• Work required: Convert every line of the items below into a JSON list of strings, one string per line. Leave out any blank lines.

[Annotation data for object locations]

start

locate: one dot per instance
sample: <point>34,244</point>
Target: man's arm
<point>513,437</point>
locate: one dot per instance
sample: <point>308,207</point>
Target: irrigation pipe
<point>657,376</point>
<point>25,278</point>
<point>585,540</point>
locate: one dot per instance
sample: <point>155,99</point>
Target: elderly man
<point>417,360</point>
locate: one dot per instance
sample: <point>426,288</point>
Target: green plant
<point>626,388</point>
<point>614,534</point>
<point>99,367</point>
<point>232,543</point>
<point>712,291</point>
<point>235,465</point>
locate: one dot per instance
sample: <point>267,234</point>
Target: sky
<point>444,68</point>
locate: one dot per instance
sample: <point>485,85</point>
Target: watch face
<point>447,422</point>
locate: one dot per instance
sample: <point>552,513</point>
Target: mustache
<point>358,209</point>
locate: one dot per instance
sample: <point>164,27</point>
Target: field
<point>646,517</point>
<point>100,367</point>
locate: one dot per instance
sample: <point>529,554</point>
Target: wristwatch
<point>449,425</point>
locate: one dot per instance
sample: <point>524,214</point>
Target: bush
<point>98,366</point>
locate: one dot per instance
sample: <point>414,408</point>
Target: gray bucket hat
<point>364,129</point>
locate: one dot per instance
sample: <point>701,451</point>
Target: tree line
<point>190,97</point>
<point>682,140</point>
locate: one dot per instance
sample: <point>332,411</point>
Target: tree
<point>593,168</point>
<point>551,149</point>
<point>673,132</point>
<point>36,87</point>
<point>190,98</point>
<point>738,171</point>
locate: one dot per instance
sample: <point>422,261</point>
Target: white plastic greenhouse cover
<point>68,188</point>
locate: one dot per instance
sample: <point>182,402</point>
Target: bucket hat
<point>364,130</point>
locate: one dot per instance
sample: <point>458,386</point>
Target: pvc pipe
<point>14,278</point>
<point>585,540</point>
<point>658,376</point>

end

• Response to the exercise:
[
  "locate: one dot per instance",
  "sample: <point>34,244</point>",
  "Target: man's arm",
  "<point>513,437</point>",
  "locate: one dot per instance",
  "sample: <point>308,207</point>",
  "Target: irrigation pipe",
  "<point>657,376</point>",
  "<point>25,278</point>",
  "<point>585,540</point>",
  "locate: one dot per instance",
  "sample: <point>155,99</point>",
  "Target: elderly man",
  "<point>417,360</point>",
  "locate: one dot per instance",
  "sample: <point>426,288</point>",
  "Target: green plant",
  "<point>626,388</point>",
  "<point>614,534</point>",
  "<point>99,367</point>",
  "<point>232,543</point>",
  "<point>712,291</point>",
  "<point>235,465</point>",
  "locate: one dot per instance",
  "sample: <point>267,234</point>",
  "Target: sky",
  "<point>444,68</point>",
  "locate: one dot per instance",
  "sample: <point>485,85</point>",
  "Target: watch face",
  "<point>447,422</point>",
  "locate: one dot per instance",
  "sample: <point>552,513</point>",
  "Target: mustache",
  "<point>358,209</point>",
  "locate: one dot per instance",
  "sample: <point>164,27</point>",
  "Target: field",
  "<point>646,517</point>",
  "<point>100,367</point>",
  "locate: one dot per instance",
  "sample: <point>529,554</point>",
  "Target: wristwatch",
  "<point>449,425</point>",
  "locate: one dot per instance",
  "sample: <point>524,214</point>",
  "Target: bush",
  "<point>98,366</point>",
  "locate: one dot per instance",
  "sample: <point>414,408</point>",
  "Target: gray bucket hat",
  "<point>364,129</point>",
  "locate: one dot per instance",
  "sample: <point>701,451</point>",
  "Target: tree line",
  "<point>190,97</point>",
  "<point>682,140</point>",
  "locate: one dot per instance",
  "sample: <point>332,411</point>",
  "Target: tree",
  "<point>593,168</point>",
  "<point>551,149</point>",
  "<point>673,132</point>",
  "<point>36,87</point>",
  "<point>190,98</point>",
  "<point>738,171</point>",
  "locate: one dot per instance",
  "sample: <point>422,261</point>",
  "Target: white plastic greenhouse cover",
  "<point>68,188</point>",
  "locate: one dot per instance",
  "sample: <point>182,402</point>",
  "Target: bucket hat",
  "<point>364,130</point>",
  "locate: one dot per instance",
  "sample: <point>458,386</point>",
  "Target: pvc pipe",
  "<point>14,278</point>",
  "<point>585,540</point>",
  "<point>658,376</point>"
]